───── Metin bölümü

Nasrallah'tan sonra

img
Nasrallah'tan sonra YDH

Lübnanlı gazeteci Halil Nasrallah'a göre, son saldırılar direnişin yapısını inkar edilemez bir şekilde etkilemiş olsa da, bu bir kırılganlık işareti olarak yorumlanmamalıdır; Hizbullah'ın İsrail'in askeri hedeflerine karşı koyma ve Batı Asya uluslarının özerkliğini koruma konusundaki kararlılığı daha önce görülmemiş seviyelere ulaşmıştır.




YDH- The Cradle'da yayımlanan makalenin yazarı Halil Nasrallah, Hizbullah Genel Sekreteri Seyyid Hasan Nasrallah'ın şehadetinin gölgesinde direnişin yapısı, komuta kademesi, kabiliyetleri ve savaş yönetimine dair soru işaretlerini yanıtlıyor ve İsrail'i yenilgiye uğratma tarihinden ilhamla bazı öngörülerde bulunuyor.

Hizbullah'ın Şehit Genel Sekreteri Hasan Nasrallah, 19 Eylül'de yaptığı son konuşmasında, işgal devletinin gerçekleştirdiği patlayan çağrı cihazları ve telsizleri içeren ölümcül terör saldırısının ardından Lübnan direniş hareketinin durumu hakkında güvence veren bir direnç ve kararlılık vizyonuyla konuşmuştu:

''Geçtiğimiz iki gün içinde yaşananlar bizi eğmedi ya da bükemedi, moralimizi bozamadı, yeteneklerimizi ya da liderliğimizi etkileyemedi. Savaş sahasındaki varlığımızı etkilemedi.Yapımız büyük, güçlü ve uyumludur ve hazırlıklarımız yüksektir...Düşman bilsin ki yaşananlar irademizi ya da ön saflardaki varlığımızı etkilemeyecek, aksine kararlılığımızı güçlendirecektir.''

Bu eylemi bir “savaş ilanı” olarak değerlendiren aziz direniş lideri, “Gazze'deki savaş sona ermeden Lübnan cephesindeki çatışmaların durmayacağı” sözünü verdi ve sözlerini şöyle tamamladı: 

“Lübnan topraklarına girmelerini umuyoruz... çünkü cephede müstahkem mevkilerdeler... bunu tarihi bir fırsat olarak görüyor ve diliyoruz.”

──────────
───── Kayıt satırları

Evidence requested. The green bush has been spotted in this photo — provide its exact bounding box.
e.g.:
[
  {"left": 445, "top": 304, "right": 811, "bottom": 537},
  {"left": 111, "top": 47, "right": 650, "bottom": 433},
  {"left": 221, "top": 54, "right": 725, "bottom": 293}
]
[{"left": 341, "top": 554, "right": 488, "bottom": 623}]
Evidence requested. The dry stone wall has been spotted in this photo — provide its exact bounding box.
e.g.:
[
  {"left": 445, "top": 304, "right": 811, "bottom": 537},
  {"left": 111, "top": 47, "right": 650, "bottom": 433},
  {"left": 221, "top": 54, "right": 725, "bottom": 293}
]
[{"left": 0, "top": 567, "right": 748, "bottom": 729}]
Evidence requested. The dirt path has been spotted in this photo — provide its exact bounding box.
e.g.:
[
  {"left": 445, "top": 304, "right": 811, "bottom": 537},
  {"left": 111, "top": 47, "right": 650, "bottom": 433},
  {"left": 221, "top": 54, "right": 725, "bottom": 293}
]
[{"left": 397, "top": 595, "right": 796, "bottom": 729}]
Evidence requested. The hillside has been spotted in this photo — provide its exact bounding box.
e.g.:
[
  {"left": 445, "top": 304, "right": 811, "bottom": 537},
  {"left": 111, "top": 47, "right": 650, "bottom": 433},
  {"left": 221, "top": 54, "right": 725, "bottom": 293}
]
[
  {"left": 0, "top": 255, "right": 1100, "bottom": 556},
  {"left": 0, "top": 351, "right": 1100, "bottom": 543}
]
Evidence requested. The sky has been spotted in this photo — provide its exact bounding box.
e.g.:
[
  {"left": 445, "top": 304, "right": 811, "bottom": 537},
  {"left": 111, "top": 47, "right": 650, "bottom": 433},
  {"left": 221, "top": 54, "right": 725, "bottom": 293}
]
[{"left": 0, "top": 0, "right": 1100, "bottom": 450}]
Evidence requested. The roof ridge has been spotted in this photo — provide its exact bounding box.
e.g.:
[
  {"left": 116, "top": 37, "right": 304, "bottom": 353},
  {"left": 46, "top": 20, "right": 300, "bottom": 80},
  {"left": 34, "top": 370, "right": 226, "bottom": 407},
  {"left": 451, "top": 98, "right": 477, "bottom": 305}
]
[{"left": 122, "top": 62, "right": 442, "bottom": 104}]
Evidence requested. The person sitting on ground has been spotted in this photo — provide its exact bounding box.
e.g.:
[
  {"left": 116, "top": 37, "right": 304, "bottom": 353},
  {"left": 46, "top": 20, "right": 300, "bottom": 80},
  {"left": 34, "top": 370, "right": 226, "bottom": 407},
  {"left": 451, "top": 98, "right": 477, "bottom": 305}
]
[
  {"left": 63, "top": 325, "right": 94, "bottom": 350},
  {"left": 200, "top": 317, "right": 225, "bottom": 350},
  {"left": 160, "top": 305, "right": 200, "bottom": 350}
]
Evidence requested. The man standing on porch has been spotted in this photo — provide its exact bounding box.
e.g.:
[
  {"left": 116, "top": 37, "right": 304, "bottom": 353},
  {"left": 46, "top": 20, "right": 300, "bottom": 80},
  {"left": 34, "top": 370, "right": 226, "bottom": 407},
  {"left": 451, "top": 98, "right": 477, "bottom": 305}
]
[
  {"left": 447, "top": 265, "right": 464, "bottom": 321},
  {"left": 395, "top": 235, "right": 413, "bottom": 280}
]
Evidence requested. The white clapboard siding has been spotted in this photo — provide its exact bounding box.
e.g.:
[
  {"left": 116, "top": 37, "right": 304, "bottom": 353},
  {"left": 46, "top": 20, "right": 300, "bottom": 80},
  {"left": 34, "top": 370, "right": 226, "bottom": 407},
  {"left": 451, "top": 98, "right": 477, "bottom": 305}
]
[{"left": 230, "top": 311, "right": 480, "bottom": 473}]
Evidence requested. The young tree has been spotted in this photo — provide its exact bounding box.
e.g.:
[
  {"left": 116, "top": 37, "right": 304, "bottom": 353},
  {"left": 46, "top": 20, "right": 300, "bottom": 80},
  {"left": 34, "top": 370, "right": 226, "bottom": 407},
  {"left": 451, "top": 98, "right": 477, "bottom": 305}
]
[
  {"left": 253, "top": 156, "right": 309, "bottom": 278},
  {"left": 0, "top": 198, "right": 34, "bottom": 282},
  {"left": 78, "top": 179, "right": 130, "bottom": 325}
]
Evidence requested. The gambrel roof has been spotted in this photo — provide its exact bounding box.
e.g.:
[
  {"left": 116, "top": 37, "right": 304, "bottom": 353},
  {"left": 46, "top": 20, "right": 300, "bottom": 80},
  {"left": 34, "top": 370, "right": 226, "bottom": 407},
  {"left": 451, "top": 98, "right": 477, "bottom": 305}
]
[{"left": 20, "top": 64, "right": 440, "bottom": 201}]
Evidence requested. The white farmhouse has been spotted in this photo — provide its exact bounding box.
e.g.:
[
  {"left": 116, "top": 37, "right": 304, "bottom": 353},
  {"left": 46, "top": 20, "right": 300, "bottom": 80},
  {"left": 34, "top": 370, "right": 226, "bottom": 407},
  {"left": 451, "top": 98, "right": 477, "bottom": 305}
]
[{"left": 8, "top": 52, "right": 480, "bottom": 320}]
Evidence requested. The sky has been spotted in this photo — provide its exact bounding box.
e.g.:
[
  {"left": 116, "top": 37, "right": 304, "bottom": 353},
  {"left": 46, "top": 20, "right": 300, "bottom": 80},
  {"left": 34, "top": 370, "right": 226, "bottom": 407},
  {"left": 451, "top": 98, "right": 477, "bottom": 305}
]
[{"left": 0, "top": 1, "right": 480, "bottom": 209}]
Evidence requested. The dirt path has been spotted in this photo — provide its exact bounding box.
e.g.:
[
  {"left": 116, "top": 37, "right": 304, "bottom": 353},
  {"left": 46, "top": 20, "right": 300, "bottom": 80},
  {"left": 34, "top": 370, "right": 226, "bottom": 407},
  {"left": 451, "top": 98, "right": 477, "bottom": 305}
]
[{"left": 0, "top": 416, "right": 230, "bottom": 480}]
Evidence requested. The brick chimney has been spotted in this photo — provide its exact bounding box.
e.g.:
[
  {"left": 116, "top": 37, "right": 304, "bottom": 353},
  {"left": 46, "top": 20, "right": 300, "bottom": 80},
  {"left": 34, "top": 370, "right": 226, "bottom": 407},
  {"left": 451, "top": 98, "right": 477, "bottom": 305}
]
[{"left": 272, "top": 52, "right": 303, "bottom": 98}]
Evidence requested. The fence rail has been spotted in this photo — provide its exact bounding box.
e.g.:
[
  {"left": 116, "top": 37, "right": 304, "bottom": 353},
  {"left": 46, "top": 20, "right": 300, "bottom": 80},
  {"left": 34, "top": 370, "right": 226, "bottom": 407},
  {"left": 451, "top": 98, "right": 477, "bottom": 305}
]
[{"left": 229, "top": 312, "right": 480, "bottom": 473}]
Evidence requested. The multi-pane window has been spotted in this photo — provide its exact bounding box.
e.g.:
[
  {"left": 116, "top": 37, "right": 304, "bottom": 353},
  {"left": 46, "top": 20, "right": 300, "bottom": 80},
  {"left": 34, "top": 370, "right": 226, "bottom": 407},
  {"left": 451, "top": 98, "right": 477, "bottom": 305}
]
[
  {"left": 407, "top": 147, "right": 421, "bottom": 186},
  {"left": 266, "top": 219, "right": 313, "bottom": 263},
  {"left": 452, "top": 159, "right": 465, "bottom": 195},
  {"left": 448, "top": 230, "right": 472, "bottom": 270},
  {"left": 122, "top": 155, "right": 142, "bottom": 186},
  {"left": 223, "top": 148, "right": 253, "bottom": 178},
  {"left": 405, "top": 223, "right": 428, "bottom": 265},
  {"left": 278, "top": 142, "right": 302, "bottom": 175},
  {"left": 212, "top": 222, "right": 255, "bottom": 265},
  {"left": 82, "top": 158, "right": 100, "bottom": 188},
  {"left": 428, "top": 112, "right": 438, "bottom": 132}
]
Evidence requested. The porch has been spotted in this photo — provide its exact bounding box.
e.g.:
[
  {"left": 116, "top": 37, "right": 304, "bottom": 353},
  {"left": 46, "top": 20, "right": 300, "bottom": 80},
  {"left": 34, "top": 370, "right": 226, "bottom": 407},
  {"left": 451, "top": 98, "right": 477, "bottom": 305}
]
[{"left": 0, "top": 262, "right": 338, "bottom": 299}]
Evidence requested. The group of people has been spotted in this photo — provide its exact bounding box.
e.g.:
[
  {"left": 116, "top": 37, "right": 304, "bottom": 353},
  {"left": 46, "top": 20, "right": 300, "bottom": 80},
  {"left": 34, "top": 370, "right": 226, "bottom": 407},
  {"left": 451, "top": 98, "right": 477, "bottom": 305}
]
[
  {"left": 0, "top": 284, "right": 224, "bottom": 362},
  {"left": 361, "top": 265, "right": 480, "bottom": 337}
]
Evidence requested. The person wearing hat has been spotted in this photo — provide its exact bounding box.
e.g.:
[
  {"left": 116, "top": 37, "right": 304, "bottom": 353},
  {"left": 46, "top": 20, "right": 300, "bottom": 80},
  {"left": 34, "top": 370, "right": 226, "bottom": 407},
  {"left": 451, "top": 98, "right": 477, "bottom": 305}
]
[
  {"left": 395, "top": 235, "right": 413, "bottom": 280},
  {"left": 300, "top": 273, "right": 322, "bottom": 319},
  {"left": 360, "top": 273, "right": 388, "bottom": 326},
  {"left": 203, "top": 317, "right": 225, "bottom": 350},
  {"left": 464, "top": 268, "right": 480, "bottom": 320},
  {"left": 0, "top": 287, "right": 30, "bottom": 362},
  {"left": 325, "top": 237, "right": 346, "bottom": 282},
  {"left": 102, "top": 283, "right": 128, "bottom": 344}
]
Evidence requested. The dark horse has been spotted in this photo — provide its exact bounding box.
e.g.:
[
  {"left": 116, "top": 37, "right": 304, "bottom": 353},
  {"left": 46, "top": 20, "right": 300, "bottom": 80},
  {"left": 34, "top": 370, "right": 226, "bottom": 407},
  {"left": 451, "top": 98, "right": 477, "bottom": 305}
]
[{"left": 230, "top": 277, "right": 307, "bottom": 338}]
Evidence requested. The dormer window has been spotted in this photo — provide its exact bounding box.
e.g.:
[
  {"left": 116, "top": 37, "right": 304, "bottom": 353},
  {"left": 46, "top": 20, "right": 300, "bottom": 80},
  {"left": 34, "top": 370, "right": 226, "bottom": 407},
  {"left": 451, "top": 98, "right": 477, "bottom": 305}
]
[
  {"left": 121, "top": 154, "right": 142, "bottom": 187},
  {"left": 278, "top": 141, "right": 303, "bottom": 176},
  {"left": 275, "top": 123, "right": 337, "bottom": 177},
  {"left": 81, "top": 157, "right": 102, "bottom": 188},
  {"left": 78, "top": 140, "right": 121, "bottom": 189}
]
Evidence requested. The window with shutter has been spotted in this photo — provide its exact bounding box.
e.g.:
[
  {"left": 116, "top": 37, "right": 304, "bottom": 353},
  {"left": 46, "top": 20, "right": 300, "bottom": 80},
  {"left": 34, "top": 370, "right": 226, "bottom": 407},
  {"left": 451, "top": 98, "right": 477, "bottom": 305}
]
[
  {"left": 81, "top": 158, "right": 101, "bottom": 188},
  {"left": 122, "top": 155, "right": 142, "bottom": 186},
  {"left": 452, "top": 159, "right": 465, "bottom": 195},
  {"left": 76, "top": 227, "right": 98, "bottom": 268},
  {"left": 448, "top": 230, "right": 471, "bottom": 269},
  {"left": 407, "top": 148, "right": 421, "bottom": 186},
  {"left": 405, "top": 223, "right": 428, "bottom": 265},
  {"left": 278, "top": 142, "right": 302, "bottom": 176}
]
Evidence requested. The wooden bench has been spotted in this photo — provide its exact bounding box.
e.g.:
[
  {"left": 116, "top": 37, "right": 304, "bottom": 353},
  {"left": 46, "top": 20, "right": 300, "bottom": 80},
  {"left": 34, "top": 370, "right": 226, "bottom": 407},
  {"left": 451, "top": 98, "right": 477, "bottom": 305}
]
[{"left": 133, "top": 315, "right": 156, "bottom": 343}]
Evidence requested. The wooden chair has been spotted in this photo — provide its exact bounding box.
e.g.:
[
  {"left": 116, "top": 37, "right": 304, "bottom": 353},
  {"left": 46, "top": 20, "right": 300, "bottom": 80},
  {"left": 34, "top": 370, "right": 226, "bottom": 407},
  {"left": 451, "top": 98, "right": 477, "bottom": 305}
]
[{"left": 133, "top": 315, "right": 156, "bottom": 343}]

──────────

> [Çalışma amacı] Nasrallah'tan sonraki durumu anlatan yazıda "Lübnanlı gazeteci Halil" sözlerinden "ilhamla bazı öngörülerde bulunuyor." sözlerine kadar olan kısmı hiç değiştirmeden yeniden yaz. Bu işte kayıtlara hiç gerek yok.

> [Tam yanıt]
Lübnanlı gazeteci Halil Nasrallah'a göre, son saldırılar direnişin yapısını inkar edilemez bir şekilde etkilemiş olsa da, bu bir kırılganlık işareti olarak yorumlanmamalıdır; Hizbullah'ın İsrail'in askeri hedeflerine karşı koyma ve Batı Asya uluslarının özerkliğini koruma konusundaki kararlılığı daha önce görülmemiş seviyelere ulaşmıştır.




YDH- The Cradle'da yayımlanan makalenin yazarı Halil Nasrallah, Hizbullah Genel Sekreteri Seyyid Hasan Nasrallah'ın şehadetinin gölgesinde direnişin yapısı, komuta kademesi, kabiliyetleri ve savaş yönetimine dair soru işaretlerini yanıtlıyor ve İsrail'i yenilgiye uğratma tarihinden ilhamla bazı öngörülerde bulunuyor.